▶ **Raw data**
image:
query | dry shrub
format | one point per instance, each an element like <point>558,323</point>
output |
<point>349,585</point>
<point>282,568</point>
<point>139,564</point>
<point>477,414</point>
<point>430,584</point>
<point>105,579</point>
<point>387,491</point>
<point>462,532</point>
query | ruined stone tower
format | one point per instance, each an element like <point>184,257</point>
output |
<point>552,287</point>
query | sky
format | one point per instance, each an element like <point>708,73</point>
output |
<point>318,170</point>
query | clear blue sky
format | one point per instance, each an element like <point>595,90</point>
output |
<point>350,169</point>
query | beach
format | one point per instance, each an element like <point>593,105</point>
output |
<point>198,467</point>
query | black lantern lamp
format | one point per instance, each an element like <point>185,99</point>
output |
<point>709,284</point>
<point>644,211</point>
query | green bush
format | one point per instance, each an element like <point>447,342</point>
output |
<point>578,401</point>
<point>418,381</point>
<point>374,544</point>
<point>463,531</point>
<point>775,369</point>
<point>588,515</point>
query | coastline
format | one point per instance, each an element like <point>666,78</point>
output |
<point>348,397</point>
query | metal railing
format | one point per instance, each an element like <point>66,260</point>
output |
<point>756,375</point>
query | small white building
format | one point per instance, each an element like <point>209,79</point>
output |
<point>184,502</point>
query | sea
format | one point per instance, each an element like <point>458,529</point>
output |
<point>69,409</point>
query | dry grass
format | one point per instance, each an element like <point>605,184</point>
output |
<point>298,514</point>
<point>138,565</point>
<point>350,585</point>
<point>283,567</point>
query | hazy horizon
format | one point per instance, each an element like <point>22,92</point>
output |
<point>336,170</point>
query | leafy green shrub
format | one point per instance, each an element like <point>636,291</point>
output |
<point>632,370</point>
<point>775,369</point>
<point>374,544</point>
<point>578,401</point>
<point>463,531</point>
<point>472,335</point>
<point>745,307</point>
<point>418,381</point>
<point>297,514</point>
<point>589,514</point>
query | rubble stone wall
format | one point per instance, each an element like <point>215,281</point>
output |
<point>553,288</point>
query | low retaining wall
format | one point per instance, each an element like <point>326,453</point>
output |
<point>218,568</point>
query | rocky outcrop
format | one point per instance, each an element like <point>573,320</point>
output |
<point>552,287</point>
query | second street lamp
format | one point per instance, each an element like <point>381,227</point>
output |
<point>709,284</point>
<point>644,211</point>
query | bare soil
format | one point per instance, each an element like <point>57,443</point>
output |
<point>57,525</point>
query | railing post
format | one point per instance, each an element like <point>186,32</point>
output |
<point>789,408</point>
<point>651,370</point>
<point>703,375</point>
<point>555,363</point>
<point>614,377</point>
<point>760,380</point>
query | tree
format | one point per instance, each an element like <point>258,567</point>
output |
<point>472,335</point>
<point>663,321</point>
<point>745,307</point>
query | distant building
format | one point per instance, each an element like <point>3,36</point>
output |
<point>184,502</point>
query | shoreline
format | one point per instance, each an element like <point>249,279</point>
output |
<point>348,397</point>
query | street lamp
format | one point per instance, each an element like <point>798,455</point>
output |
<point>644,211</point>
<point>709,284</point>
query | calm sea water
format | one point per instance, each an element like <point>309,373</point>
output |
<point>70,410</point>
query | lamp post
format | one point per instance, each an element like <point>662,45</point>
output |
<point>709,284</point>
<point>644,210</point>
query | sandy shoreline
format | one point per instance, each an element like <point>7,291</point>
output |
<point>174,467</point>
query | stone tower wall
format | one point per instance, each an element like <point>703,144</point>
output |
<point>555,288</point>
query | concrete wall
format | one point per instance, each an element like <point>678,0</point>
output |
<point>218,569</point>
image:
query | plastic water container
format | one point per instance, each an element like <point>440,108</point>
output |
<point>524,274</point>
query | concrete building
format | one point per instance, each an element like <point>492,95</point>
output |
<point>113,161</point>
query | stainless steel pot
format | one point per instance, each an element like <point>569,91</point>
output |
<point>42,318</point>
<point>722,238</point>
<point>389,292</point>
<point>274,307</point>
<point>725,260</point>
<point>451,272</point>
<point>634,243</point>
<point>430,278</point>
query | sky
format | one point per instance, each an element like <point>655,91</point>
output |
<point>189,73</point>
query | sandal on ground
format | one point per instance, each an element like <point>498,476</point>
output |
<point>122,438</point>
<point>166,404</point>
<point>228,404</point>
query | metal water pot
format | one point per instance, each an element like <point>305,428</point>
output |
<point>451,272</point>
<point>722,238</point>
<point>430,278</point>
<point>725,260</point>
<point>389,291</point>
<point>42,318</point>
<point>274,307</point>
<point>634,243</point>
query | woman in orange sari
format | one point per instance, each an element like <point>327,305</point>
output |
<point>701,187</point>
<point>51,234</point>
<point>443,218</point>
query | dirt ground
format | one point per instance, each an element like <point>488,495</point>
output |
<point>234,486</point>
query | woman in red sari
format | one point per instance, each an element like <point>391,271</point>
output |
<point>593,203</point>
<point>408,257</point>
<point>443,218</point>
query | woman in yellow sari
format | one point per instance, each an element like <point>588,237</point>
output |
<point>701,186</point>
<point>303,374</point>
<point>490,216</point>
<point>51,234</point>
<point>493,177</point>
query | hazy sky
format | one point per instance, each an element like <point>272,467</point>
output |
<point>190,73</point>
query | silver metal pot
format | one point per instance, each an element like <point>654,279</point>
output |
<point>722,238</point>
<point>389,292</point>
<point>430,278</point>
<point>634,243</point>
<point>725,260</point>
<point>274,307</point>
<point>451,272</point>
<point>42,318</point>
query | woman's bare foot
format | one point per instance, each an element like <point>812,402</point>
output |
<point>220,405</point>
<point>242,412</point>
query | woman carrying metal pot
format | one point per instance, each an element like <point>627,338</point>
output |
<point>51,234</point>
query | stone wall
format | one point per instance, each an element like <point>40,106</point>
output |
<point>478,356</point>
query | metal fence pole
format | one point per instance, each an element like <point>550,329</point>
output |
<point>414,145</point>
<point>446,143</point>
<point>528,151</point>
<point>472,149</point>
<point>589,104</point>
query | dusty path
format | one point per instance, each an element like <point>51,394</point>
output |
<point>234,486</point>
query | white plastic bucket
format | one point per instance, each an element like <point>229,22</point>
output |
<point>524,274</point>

▶ **Prompt**
Please say how many lines of the records contain the word "stone", giving the number by itself.

▶ **Answer section**
4